» **What the exercise asks**
Take the entries that follow and write them out again, word for word.

Dataset entries
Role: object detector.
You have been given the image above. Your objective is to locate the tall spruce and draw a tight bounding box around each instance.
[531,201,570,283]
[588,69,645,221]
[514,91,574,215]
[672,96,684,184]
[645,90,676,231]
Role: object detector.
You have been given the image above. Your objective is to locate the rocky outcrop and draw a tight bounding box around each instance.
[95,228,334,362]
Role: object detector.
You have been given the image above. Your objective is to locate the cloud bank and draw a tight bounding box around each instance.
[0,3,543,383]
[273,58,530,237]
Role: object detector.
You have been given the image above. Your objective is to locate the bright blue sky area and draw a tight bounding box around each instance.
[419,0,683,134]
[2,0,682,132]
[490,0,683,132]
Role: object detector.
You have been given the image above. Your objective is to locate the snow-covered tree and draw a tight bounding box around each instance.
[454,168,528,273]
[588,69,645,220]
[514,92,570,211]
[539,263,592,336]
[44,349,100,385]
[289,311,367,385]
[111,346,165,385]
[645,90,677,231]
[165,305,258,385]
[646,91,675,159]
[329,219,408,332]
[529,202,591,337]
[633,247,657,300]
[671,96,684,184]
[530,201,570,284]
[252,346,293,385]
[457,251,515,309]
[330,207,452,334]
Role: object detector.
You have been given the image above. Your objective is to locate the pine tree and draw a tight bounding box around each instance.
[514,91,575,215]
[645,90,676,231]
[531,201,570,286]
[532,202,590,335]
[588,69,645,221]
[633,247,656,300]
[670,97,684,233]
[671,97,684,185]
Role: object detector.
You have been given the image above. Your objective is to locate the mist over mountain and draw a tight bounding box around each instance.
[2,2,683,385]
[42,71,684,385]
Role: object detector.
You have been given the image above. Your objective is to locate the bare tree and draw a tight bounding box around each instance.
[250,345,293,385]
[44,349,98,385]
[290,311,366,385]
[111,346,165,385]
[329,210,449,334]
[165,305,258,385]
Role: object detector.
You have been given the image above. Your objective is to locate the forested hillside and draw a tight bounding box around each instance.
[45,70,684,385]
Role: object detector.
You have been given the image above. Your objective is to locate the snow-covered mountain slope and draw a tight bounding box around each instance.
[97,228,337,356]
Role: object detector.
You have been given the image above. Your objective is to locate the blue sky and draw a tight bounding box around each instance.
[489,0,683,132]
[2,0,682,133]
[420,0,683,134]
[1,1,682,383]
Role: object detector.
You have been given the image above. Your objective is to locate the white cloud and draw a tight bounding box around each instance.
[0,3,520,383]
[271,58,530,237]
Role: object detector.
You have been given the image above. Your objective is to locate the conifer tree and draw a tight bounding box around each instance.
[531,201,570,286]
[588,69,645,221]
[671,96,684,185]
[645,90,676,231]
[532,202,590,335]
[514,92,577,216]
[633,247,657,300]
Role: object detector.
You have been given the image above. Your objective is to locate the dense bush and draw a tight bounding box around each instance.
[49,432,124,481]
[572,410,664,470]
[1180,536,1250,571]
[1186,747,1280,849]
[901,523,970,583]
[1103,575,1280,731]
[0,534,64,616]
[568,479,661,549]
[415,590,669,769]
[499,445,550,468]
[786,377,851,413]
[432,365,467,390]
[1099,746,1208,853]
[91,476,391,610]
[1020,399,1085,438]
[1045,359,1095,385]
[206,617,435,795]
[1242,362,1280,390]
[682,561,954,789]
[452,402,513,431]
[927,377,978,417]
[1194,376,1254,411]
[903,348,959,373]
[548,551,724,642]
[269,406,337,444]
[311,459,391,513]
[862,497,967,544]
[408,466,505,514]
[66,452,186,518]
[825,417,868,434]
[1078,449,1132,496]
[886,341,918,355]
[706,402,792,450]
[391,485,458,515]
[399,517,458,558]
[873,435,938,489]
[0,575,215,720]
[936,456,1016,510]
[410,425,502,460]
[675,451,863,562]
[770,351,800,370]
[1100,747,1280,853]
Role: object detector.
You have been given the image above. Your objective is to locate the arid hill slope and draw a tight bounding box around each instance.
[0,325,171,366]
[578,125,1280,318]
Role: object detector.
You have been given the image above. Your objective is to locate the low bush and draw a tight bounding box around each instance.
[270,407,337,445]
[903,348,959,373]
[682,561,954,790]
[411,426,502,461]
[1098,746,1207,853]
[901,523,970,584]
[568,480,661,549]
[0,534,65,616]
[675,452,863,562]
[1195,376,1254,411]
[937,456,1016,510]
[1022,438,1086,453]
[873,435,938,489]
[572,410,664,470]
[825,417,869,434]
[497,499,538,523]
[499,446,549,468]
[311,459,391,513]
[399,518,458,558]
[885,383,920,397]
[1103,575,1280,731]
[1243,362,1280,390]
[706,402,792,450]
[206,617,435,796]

» **Reply to the task**
Role: object detector.
You have been given the image above. Your objective is to locate the tall spruce and draw a tight bounding box around each instance.
[531,201,570,283]
[588,69,645,221]
[514,91,574,215]
[672,96,684,184]
[645,90,676,231]
Role: object detector.
You have been given the image above. Your objective is to locate the rocky outcrop and draw a tight bounding box around each instance.
[95,228,334,362]
Role: object detector.
You have been given the image above. Your objective is to locate the cloud bank and draw a tight bounding box around each instance.
[0,3,543,383]
[273,58,530,237]
Role: object detector.
You have been given the image above. Your objective is to locate the bright blue sky area and draw a tight bounding box around each instance.
[419,0,683,134]
[2,0,682,132]
[490,0,683,132]
Role: object detector.
You have been given the image above. Your objective is to locate the snow-covered tree and draw a tight bounding box around each instance.
[454,168,528,273]
[588,69,645,220]
[514,92,570,211]
[539,263,592,336]
[44,349,100,385]
[289,311,367,385]
[111,346,165,385]
[645,90,677,231]
[165,305,258,385]
[646,91,675,159]
[329,219,408,332]
[529,202,591,337]
[633,247,657,300]
[671,96,684,184]
[530,201,570,284]
[252,346,293,385]
[457,251,515,309]
[330,207,452,334]
Role: object detector.
You have been given the image above. Your objective is to locate the pine tree and draw a tight bounding box around each instance.
[514,91,575,215]
[645,90,676,231]
[531,201,570,286]
[532,202,590,335]
[588,69,645,221]
[633,247,656,300]
[670,97,684,233]
[671,97,684,185]
Role: object detector.
You have been given the image above. Your objective is to locate the mist over mountain and draw a tight bounding box around each instance.
[2,2,683,385]
[42,71,684,385]
Role: object detector.
You have been given the image above. Your objective is to locate the bare tree and draw a tight bounding box around each instance.
[250,345,293,385]
[44,349,98,385]
[290,311,366,385]
[111,346,165,385]
[329,210,449,334]
[165,305,258,385]
Role: object detector.
You have been given the image above. Your objective is to locate the forested hillside and draw a tight bounding box around each instance.
[45,70,684,385]
Role: object detector.
You have been given the image above. Your objective is to locate the snow-covered mountain slope and draw a tight bounding box around each instance.
[97,228,337,356]
Role: object detector.
You have been given the image above. Your objective is to locate the blue sky and draw a tight bounding box around each instance.
[489,0,683,132]
[2,0,682,133]
[420,0,683,134]
[1,1,682,383]
Role: object detector.
You have been given the image above. Your objective is to locate the white cloud and draw a tight bounding box around each instance.
[0,3,520,383]
[271,58,530,237]
Role: object detector.
You have been given the image above. Your objective is to locate the conifer tree and draw a tight bounding box around each instance.
[531,201,570,286]
[588,69,645,221]
[671,96,684,185]
[645,90,676,231]
[532,202,590,335]
[514,92,577,216]
[633,247,657,300]
Role: object detector.
You have been given the image above. Your objective is to locate the dense bush and draw a tight bounding box around each instance.
[49,432,124,481]
[572,410,664,470]
[1180,536,1250,571]
[1186,747,1280,849]
[901,523,970,583]
[1103,575,1280,731]
[0,534,64,616]
[568,479,661,549]
[415,590,669,769]
[499,445,550,468]
[786,377,851,413]
[432,365,467,390]
[1099,746,1208,853]
[91,476,391,610]
[1020,399,1085,438]
[1045,359,1095,385]
[206,617,435,795]
[1242,362,1280,390]
[682,561,954,789]
[452,402,513,431]
[927,377,978,417]
[1194,376,1254,411]
[903,348,959,373]
[548,551,724,642]
[269,406,337,444]
[311,459,391,513]
[862,497,967,544]
[408,466,505,514]
[66,452,186,518]
[825,417,868,434]
[1078,449,1132,496]
[886,341,918,355]
[706,402,792,450]
[391,485,458,515]
[399,517,458,558]
[873,435,938,489]
[0,575,215,720]
[936,456,1016,510]
[410,425,502,460]
[675,451,863,562]
[770,351,800,370]
[1100,747,1280,853]
Role: object detector.
You have been given the image above. Your objective is to locate the arid hill slope and draw a tight bounding box around each instance.
[0,325,171,366]
[578,125,1280,318]
Role: object detector.
You have been given the image above. Your objective is to locate the low bush and draw a tight bounding box around each instance.
[270,407,337,445]
[903,348,959,373]
[682,561,954,790]
[411,426,502,461]
[1098,746,1207,853]
[901,523,970,584]
[568,480,661,549]
[0,534,65,616]
[675,452,863,562]
[1195,376,1254,411]
[937,456,1016,510]
[1022,438,1086,453]
[873,435,938,489]
[572,410,664,470]
[825,417,869,434]
[497,499,538,523]
[499,446,549,468]
[311,459,391,513]
[399,518,458,558]
[885,383,920,397]
[1103,575,1280,731]
[1243,362,1280,390]
[706,402,792,450]
[206,617,435,796]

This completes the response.